Fragmento del texto
El que no sabe llevar su contabilidad por espacio de tres mil años se queda como un ignorante en la oscuridad y sólo vive al día, pontificó Goethe en uno de sus frecuentes momentos de lucidez allá por el siglo XVIII.
Veamos, con la familiaridad que nos une, algunos de esos iconos de las tendencias nuestras de cada día. Dediquemos, ya que nos metemos en harina, un segundito de reconocimiento al sustrato con sabor.
Los ojos como escaparate especular que refleja a otro. Y como captores. Uno de los iconos más potentes del surrealismo, presente en muchísimas obras de los años de eclosión y auge.
El ojo como observador y como puerta hacia otra dimensión. Un símbolo perdido en el albor de la humanidad que despertaba a la complejidad del mundo –mejor dejamos tranquilos a los Illuminati–.
Ni Buñuel ni Dalí quisieron explicarlo. Amantes de la abstracción del lenguaje onírico y del ‘interpréteselo usted’ (que es como decir ‘hágalo suyo’), abominarían de un discurso psicológico que persiguiera las razones últimas. Y no es cuestión de faltar a los muertos.
Hoy reinterpretado en gozosa clave pop, se puede rastrear en piezas de moda y joyería la mar de ponibles.
Podría haber elegido otro ejemplo, pero ya que estamos en pleno revival Cobain gracias al estreno de Montage of Heck, me doy el gusto de enarbolar un mito que además encaja perfectamente con el espíritu del roto.
Todo un corte de mangas a la seriedad, el fordismo, los empleos nine-to-five y los intereses bancarios. Un simbólico coladero de mugre del que emerge una nueva esperanza -o quizá el nihilismo de quien nada espera-. Y ahora, que alguien nos explique la diferencia entre esto, Pepe Jeans y romperse los pantalones en casa a la hora de la merienda. Eso sí, seguro que a Kurt también se los quiso coser su abuela.
Uno de esos escasos símbolos que se asocian a la derecha –para qué negarlo, la izquierda goza de un semillero de tendencias mucho más fértil-: la taxidermia.

Datos mostrados
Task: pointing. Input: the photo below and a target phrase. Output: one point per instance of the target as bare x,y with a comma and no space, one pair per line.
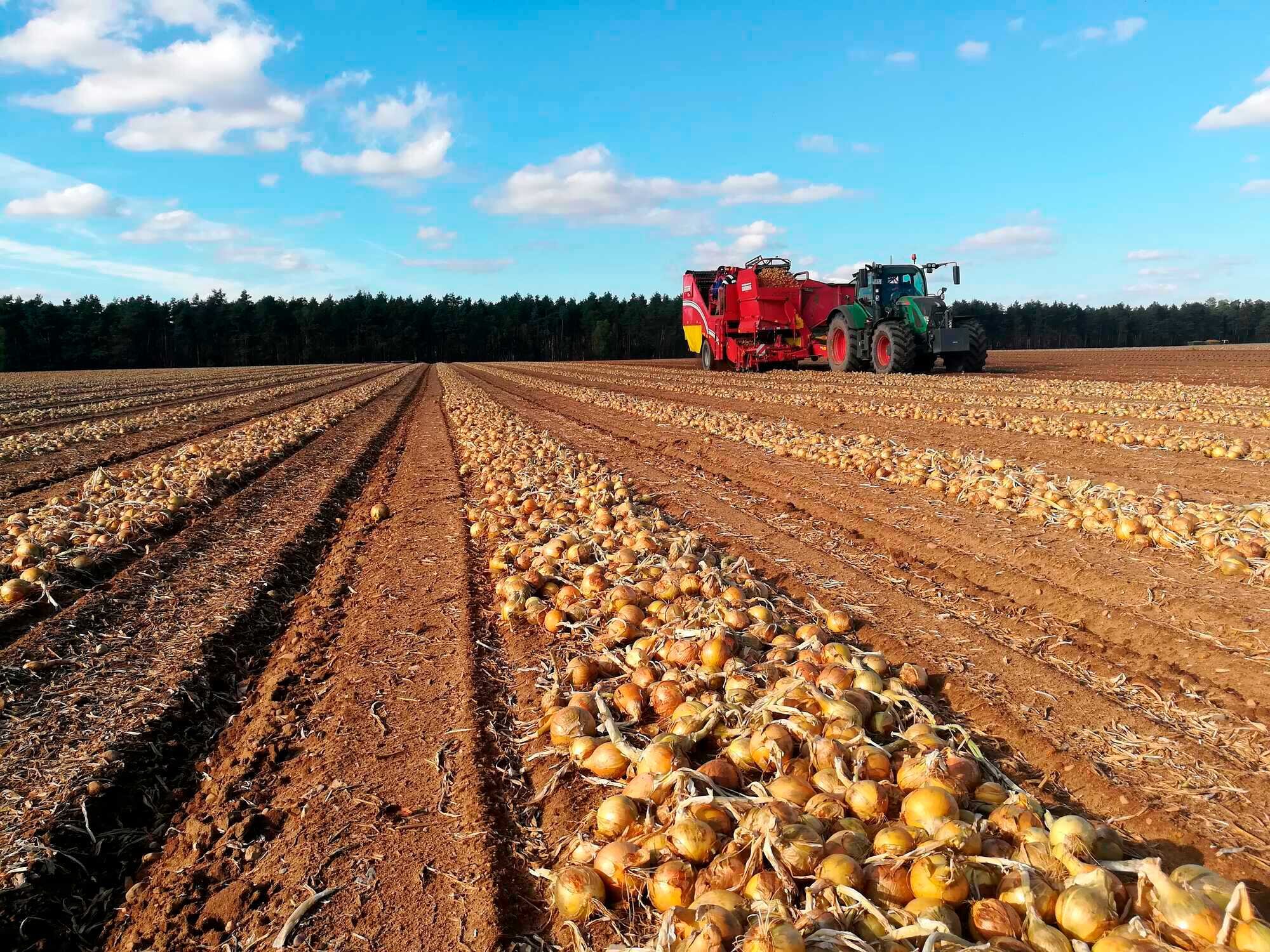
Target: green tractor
895,324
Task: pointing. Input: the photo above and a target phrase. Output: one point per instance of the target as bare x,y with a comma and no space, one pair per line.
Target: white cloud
307,221
1254,111
180,225
211,87
424,158
1012,241
469,266
1128,29
817,144
267,257
1118,32
73,202
973,50
589,186
44,257
347,79
393,115
436,238
206,130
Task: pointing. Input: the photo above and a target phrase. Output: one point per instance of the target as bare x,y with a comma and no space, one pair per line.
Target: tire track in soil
1194,475
26,483
1131,601
232,388
1051,729
374,753
157,663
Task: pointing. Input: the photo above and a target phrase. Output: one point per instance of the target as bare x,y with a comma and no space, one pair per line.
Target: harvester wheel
975,360
708,362
893,348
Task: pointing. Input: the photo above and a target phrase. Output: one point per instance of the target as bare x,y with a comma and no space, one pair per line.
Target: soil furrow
1003,685
104,747
26,482
380,722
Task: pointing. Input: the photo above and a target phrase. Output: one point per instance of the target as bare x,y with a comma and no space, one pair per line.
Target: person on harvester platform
717,291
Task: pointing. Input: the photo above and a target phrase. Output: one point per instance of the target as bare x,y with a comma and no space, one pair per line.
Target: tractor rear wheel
975,360
893,348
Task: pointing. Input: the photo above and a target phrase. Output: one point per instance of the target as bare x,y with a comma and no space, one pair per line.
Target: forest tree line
218,331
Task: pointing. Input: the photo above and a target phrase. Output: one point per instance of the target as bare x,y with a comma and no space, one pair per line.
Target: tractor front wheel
975,360
893,348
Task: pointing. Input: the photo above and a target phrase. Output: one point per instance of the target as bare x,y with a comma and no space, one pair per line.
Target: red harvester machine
883,319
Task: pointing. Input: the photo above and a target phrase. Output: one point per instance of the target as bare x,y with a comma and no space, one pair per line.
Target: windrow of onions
1145,400
768,785
32,444
1233,538
926,407
64,543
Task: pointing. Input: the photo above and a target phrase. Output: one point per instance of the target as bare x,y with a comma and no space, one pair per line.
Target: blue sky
1088,153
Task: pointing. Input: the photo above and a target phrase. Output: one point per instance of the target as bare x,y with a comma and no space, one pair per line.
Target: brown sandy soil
1194,475
1070,675
366,757
23,483
1244,365
144,673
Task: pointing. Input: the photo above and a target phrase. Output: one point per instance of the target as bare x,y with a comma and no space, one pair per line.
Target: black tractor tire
975,360
893,348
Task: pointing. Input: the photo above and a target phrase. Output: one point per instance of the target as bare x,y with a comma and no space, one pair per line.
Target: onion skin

Detalles del ejercicio
Según el fragmento sobre iconos de moda, ¿por qué se elige a Cobain como ejemplo? Responde en una a tres oraciones.

Respuesta a la tarea
Se elige porque hay un pleno revival de Cobain gracias al estreno de Montage of Heck. Además, es un mito que encaja perfectamente con el espíritu del roto.